Please quote the llms.txt guide word for word, starting at "The standard was" and ending at "(the actual problem)".

PAGE TEXT -
+--

The complete llms.txt guide for 2026
Everything you need to know about llms.txt — what it is, where it came
from, what AI models actually do with it, how to write one correctly, and the
mistakes that quietly tank the whole exercise.
What is llms.txt?
llms.txt is a plain-text file you put at the root of your domain — at
https://yoursite.com/llms.txt — that tells large language models
what your site is about, which pages matter, and how to navigate it. It's
written in Markdown. It's small. It exists for one reason: AI models have
very limited context windows, and they can't read your whole site, so you
give them a curated map instead.
The standard was proposed by Jeremy Howard of Answer.AI in September 2024, and over the following eighteen months it became the de facto convention for what's now called Generative Engine Optimization, or GEO — the practice of getting your site cited by ChatGPT, Claude, Perplexity, Gemini, and the other large language models that have started to replace the traditional search box.
If you've ever written a robots.txt or a sitemap.xml,
you already understand the shape of llms.txt. It's the same idea —
a small file at a well-known URL that gives automated systems structured
hints about your site — except the audience is language models rather
than search-engine crawlers, and the format is Markdown rather than text
directives or XML.
Why it exists (the actual problem)

+--

Point localization data:
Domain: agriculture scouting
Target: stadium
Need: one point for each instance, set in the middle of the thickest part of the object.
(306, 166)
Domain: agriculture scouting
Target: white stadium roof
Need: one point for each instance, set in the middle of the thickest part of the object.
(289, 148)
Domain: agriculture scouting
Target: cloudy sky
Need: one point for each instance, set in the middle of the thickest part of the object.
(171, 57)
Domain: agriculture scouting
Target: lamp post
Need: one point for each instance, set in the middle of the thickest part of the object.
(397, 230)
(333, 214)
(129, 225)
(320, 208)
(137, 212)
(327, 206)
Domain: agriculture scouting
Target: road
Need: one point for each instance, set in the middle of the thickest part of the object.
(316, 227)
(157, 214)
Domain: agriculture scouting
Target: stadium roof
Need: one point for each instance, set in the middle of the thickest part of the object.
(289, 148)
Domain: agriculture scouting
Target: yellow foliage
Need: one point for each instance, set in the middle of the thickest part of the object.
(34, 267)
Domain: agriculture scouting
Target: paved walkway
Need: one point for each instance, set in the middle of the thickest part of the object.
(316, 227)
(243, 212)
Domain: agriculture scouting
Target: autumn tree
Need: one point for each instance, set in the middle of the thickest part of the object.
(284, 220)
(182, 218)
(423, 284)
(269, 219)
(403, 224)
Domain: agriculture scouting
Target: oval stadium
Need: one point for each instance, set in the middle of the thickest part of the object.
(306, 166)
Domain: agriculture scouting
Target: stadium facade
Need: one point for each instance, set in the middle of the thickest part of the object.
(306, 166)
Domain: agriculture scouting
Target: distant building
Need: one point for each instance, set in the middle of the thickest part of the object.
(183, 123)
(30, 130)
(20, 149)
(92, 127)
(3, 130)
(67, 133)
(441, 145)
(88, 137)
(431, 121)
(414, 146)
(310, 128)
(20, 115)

+--

ANSWER TO THIS PROBLEM -
The standard was proposed by Jeremy Howard of Answer.AI in September 2024, and over the following eighteen months it became the de facto convention for what's now called Generative Engine Optimization, or GEO — the practice of getting your site cited by ChatGPT, Claude, Perplexity, Gemini, and the other large language models that have started to replace the traditional search box.
If you've ever written a robots.txt or a sitemap.xml,
you already understand the shape of llms.txt. It's the same idea —
a small file at a well-known URL that gives automated systems structured
hints about your site — except the audience is language models rather
than search-engine crawlers, and the format is Markdown rather than text
directives or XML.
Why it exists (the actual problem)